→ What this task involves:
Find every line in the material below that contains the word "flat", and copy each of those lines. Case counts.

[Stored items from a collection]
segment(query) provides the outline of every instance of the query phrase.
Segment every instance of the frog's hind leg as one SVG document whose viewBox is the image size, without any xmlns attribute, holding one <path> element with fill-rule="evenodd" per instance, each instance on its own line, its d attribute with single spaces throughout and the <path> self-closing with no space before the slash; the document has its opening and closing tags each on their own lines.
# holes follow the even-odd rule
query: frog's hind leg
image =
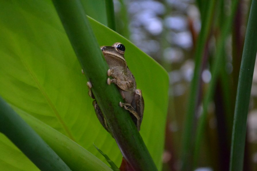
<svg viewBox="0 0 257 171">
<path fill-rule="evenodd" d="M 101 124 L 102 124 L 103 126 L 107 131 L 111 133 L 111 131 L 110 131 L 110 129 L 109 129 L 109 127 L 108 127 L 108 125 L 106 123 L 105 119 L 104 117 L 103 113 L 102 113 L 102 111 L 101 111 L 101 109 L 100 109 L 100 107 L 97 104 L 97 102 L 96 100 L 95 100 L 93 101 L 93 105 L 94 106 L 94 110 L 95 111 L 96 114 L 96 116 L 97 118 L 98 118 L 98 120 L 99 120 L 99 121 L 100 121 Z"/>
<path fill-rule="evenodd" d="M 140 130 L 140 125 L 141 123 L 140 117 L 137 111 L 129 103 L 123 103 L 121 102 L 120 102 L 119 105 L 121 107 L 123 107 L 124 109 L 128 111 L 134 117 L 134 118 L 132 117 L 132 120 L 135 123 L 138 128 L 138 130 L 139 131 Z"/>
</svg>

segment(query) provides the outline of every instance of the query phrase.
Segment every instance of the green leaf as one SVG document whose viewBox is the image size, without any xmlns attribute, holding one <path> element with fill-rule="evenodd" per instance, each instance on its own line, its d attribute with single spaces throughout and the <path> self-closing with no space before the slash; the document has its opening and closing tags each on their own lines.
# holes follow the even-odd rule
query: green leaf
<svg viewBox="0 0 257 171">
<path fill-rule="evenodd" d="M 233 125 L 229 170 L 243 169 L 247 115 L 257 52 L 257 1 L 253 1 L 239 73 Z"/>
<path fill-rule="evenodd" d="M 0 101 L 1 99 L 0 98 Z M 1 105 L 2 107 L 3 105 Z M 6 107 L 4 106 L 0 108 L 1 111 L 0 117 L 2 117 L 0 121 L 4 122 L 5 124 L 1 123 L 1 131 L 22 149 L 40 170 L 67 170 L 69 168 L 65 168 L 68 165 L 72 170 L 111 170 L 99 159 L 69 138 L 24 111 L 13 107 L 31 127 L 20 117 L 20 117 L 16 113 L 13 113 L 11 108 L 9 107 L 6 110 Z M 8 117 L 7 119 L 5 119 Z M 31 127 L 41 137 L 34 131 L 31 131 Z M 42 142 L 41 138 L 45 140 L 43 143 Z M 9 141 L 6 139 L 6 142 Z M 51 149 L 50 150 L 49 146 Z M 19 151 L 15 146 L 13 148 Z M 55 156 L 56 154 L 59 156 L 58 158 Z M 15 166 L 20 169 L 29 170 L 28 168 L 20 168 L 21 167 L 19 165 Z M 69 170 L 70 170 L 69 169 Z"/>
<path fill-rule="evenodd" d="M 51 3 L 3 1 L 0 9 L 0 95 L 106 163 L 92 145 L 94 142 L 119 165 L 121 155 L 96 117 L 87 94 L 87 80 Z M 167 73 L 127 40 L 89 19 L 100 45 L 119 42 L 126 46 L 126 60 L 145 100 L 140 133 L 161 170 L 167 105 Z M 13 145 L 1 137 L 0 167 L 35 169 L 17 149 L 14 155 L 11 152 Z"/>
<path fill-rule="evenodd" d="M 108 163 L 110 164 L 110 165 L 111 167 L 111 168 L 113 170 L 115 170 L 116 171 L 120 170 L 119 168 L 117 167 L 117 166 L 115 165 L 115 164 L 113 163 L 113 162 L 109 158 L 109 157 L 108 157 L 108 156 L 107 156 L 106 154 L 104 153 L 101 150 L 99 149 L 99 148 L 97 147 L 94 144 L 93 144 L 94 145 L 94 147 L 95 147 L 95 148 L 96 149 L 96 150 L 97 150 L 97 151 L 101 153 L 101 154 L 105 157 L 105 160 L 106 160 L 106 161 L 107 161 L 107 162 L 108 162 Z"/>
</svg>

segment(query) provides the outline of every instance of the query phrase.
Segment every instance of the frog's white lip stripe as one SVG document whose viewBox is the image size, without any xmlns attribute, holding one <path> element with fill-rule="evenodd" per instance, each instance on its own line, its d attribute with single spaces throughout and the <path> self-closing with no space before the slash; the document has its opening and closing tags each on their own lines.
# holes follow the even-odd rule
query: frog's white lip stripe
<svg viewBox="0 0 257 171">
<path fill-rule="evenodd" d="M 108 50 L 106 50 L 104 52 L 103 52 L 103 53 L 104 55 L 109 55 L 113 56 L 114 56 L 116 58 L 118 58 L 122 59 L 123 61 L 126 62 L 126 60 L 125 60 L 125 59 L 122 57 L 122 56 L 121 56 L 121 55 L 117 55 L 116 54 L 112 52 L 109 52 L 108 51 Z"/>
</svg>

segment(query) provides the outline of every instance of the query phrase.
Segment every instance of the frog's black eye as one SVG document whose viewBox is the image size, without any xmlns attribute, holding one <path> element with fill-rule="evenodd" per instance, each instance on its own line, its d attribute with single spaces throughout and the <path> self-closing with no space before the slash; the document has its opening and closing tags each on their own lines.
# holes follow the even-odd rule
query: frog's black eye
<svg viewBox="0 0 257 171">
<path fill-rule="evenodd" d="M 116 46 L 116 48 L 122 52 L 125 51 L 125 46 L 122 44 L 119 44 Z"/>
</svg>

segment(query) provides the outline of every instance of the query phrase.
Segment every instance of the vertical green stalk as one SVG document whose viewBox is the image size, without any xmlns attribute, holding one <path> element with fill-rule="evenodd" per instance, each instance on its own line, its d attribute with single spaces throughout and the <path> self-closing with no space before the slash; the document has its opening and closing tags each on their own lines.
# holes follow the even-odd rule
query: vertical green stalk
<svg viewBox="0 0 257 171">
<path fill-rule="evenodd" d="M 196 144 L 194 153 L 195 166 L 199 156 L 199 151 L 201 146 L 201 140 L 206 125 L 207 109 L 210 102 L 212 98 L 213 91 L 216 85 L 217 79 L 221 69 L 220 64 L 222 63 L 222 57 L 224 56 L 222 52 L 224 51 L 226 39 L 230 31 L 235 12 L 237 9 L 238 3 L 238 0 L 235 0 L 233 1 L 231 4 L 231 13 L 225 21 L 224 25 L 222 28 L 221 35 L 217 41 L 217 51 L 214 56 L 214 61 L 211 70 L 212 78 L 206 95 L 204 99 L 203 111 L 199 119 L 197 128 Z"/>
<path fill-rule="evenodd" d="M 182 149 L 181 152 L 182 170 L 191 170 L 192 164 L 191 157 L 192 150 L 193 123 L 195 111 L 197 105 L 199 94 L 199 80 L 202 57 L 208 35 L 211 25 L 212 18 L 215 8 L 216 0 L 208 1 L 207 13 L 205 19 L 202 21 L 202 28 L 197 40 L 195 54 L 195 65 L 194 76 L 191 84 L 188 111 L 186 116 L 184 133 L 183 134 Z"/>
<path fill-rule="evenodd" d="M 235 109 L 230 170 L 242 170 L 246 121 L 257 52 L 257 1 L 252 1 L 239 73 Z"/>
<path fill-rule="evenodd" d="M 136 170 L 157 168 L 114 84 L 107 83 L 109 67 L 79 0 L 53 0 L 72 47 L 122 154 Z M 85 88 L 86 88 L 85 87 Z"/>
<path fill-rule="evenodd" d="M 36 132 L 0 97 L 0 132 L 42 170 L 70 170 Z"/>
<path fill-rule="evenodd" d="M 114 7 L 113 0 L 105 0 L 105 7 L 107 17 L 107 26 L 114 31 L 116 31 Z"/>
</svg>

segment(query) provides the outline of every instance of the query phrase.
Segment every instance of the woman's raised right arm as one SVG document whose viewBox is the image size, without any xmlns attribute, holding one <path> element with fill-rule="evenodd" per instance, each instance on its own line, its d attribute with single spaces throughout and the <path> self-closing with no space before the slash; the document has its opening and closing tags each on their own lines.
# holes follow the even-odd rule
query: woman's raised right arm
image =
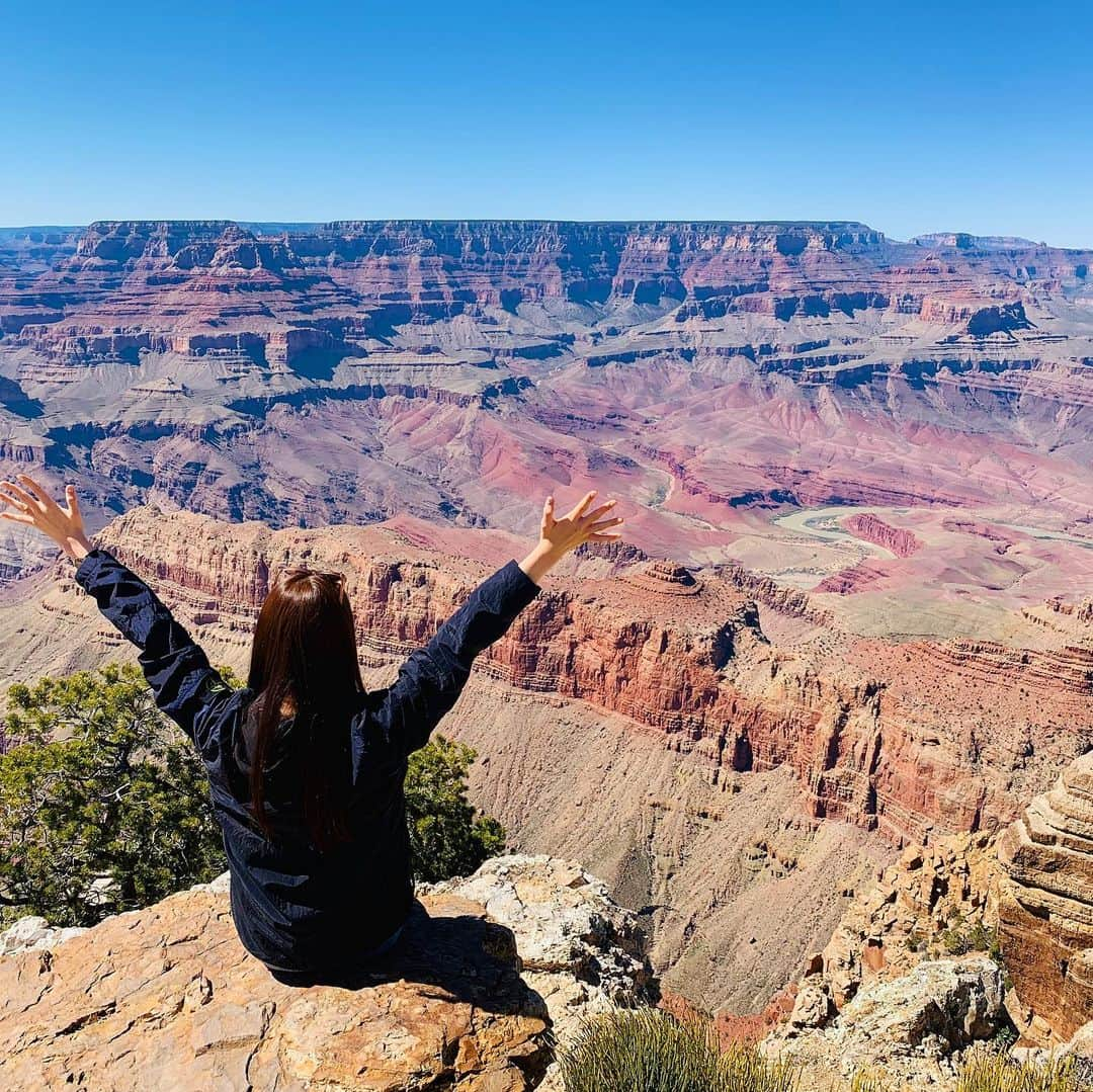
<svg viewBox="0 0 1093 1092">
<path fill-rule="evenodd" d="M 89 541 L 73 486 L 66 488 L 67 505 L 62 508 L 33 478 L 20 474 L 19 481 L 19 485 L 0 482 L 0 498 L 10 509 L 0 515 L 37 528 L 79 562 L 77 584 L 98 603 L 98 609 L 122 636 L 140 649 L 137 659 L 155 704 L 204 754 L 214 743 L 212 714 L 235 692 L 155 592 L 114 554 L 96 549 Z"/>
</svg>

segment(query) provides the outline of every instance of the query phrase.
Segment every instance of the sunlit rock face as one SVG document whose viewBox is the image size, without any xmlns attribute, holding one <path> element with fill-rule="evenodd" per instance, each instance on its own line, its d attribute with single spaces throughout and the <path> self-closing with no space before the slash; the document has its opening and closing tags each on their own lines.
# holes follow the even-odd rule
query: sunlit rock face
<svg viewBox="0 0 1093 1092">
<path fill-rule="evenodd" d="M 238 941 L 228 882 L 91 929 L 9 930 L 3 1087 L 559 1090 L 553 1036 L 656 1000 L 632 917 L 573 862 L 503 857 L 424 892 L 353 988 L 277 982 Z"/>
<path fill-rule="evenodd" d="M 1059 1043 L 1093 1020 L 1093 753 L 1006 832 L 1002 954 L 1031 1037 Z"/>
<path fill-rule="evenodd" d="M 346 568 L 377 684 L 548 492 L 618 496 L 626 541 L 551 574 L 445 727 L 671 988 L 757 1013 L 897 845 L 1008 823 L 1093 743 L 1090 258 L 853 223 L 3 231 L 0 473 L 77 481 L 238 668 L 279 566 Z M 128 655 L 2 528 L 3 678 Z"/>
</svg>

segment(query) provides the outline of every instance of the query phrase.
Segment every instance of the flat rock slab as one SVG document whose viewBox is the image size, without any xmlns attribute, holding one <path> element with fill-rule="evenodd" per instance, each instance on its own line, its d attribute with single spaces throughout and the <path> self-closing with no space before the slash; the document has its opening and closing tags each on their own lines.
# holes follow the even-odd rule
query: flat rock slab
<svg viewBox="0 0 1093 1092">
<path fill-rule="evenodd" d="M 536 1088 L 549 1017 L 513 934 L 458 896 L 423 902 L 428 915 L 354 989 L 277 982 L 239 943 L 223 886 L 7 955 L 0 1088 Z"/>
</svg>

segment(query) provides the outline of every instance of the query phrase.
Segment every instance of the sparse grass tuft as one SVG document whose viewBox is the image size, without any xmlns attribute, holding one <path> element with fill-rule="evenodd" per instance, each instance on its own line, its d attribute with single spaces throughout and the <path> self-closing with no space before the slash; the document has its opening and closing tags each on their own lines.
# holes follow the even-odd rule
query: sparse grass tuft
<svg viewBox="0 0 1093 1092">
<path fill-rule="evenodd" d="M 1080 1092 L 1086 1088 L 1073 1058 L 1011 1061 L 997 1050 L 975 1050 L 964 1064 L 956 1092 Z"/>
<path fill-rule="evenodd" d="M 755 1047 L 725 1054 L 708 1021 L 659 1009 L 616 1010 L 586 1021 L 559 1052 L 566 1092 L 797 1092 L 798 1070 Z"/>
</svg>

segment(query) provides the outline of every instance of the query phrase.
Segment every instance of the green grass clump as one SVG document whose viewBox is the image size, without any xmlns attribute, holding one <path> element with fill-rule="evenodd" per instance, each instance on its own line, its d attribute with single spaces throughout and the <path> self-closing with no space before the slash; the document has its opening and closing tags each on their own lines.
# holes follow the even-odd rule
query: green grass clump
<svg viewBox="0 0 1093 1092">
<path fill-rule="evenodd" d="M 850 1092 L 889 1092 L 889 1087 L 878 1073 L 859 1069 L 850 1081 Z"/>
<path fill-rule="evenodd" d="M 753 1046 L 718 1047 L 708 1021 L 620 1009 L 587 1021 L 560 1052 L 566 1092 L 797 1092 L 798 1071 Z"/>
<path fill-rule="evenodd" d="M 1081 1092 L 1084 1088 L 1073 1058 L 1018 1062 L 996 1050 L 976 1050 L 961 1069 L 956 1092 Z"/>
</svg>

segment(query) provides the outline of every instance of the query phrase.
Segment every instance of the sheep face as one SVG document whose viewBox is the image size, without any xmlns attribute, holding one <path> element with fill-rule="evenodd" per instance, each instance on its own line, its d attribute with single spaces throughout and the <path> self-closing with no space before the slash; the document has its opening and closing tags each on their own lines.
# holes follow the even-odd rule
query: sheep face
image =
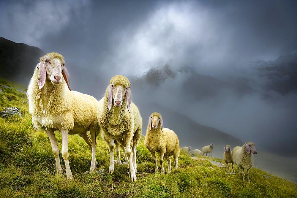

→ Answer to the task:
Segment every instance of the flat rock slab as one SVG document whose viewBox is the image size, without any xmlns attribute, holding one <path> element with fill-rule="evenodd" per instance, each instance on its own line, its d attribute with single spaces throughout and the <path> self-closing with no space before the slash; the document has its opening and closing tags each on their own lines.
query: flat rock slab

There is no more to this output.